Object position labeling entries
= = = = =
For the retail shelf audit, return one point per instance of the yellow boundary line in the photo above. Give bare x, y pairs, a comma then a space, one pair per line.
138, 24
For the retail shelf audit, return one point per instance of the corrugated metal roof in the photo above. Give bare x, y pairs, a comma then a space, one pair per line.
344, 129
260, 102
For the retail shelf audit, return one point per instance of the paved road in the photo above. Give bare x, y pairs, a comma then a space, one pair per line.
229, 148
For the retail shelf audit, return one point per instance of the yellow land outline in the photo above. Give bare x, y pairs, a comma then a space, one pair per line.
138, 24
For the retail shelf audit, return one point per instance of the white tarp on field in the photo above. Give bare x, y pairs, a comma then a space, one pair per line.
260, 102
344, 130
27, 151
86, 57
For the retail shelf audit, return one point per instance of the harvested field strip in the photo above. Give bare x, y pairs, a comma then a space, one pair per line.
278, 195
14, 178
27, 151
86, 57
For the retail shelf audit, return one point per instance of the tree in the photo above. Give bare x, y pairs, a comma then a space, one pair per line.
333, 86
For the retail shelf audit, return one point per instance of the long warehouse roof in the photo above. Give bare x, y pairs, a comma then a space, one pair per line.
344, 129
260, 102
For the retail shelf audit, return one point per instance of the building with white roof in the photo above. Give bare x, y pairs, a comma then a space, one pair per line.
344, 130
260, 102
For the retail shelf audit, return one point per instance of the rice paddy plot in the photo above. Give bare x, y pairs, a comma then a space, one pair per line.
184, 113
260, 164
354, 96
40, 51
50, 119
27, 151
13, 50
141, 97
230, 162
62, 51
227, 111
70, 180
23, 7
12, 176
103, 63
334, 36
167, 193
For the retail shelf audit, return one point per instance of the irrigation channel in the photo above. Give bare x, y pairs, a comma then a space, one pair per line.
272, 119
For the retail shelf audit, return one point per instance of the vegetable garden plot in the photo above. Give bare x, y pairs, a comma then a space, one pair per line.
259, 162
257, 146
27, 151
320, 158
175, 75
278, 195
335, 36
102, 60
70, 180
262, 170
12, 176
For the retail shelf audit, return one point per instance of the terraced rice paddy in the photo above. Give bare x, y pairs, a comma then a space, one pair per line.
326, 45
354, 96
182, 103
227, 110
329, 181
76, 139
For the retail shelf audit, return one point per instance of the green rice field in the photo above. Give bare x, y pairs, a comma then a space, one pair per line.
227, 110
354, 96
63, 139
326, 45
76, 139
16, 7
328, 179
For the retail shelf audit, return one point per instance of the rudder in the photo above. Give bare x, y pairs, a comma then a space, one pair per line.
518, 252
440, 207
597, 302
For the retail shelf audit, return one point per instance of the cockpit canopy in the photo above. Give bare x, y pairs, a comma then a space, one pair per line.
= = = = =
The request:
Scale every coordinate in the material above by 1.1, rounding each result to the nearest whole number with halves rounded up. Rewrite only the lines starting at the line containing "of the green" and ending at the last line of the material, both included, and copy all other wording in that span unchanged.

Expected answer:
For the retail shelf audit, return one point per instance of the green rice field in the photo above. Give bare x, y pairs, a comma then a space, one pair per line.
250, 121
389, 106
69, 153
359, 50
84, 153
18, 8
361, 197
For the retail shelf audit, return one point per instance of the rudder in the photo above. Give bare x, y pairs, a comma then a space, one pair per line.
570, 277
484, 228
657, 332
For the retail shelf audit, return one point per instance of the cockpit canopy in the photo above. Give bare x, y pairs, a comma then a space, one pair per line.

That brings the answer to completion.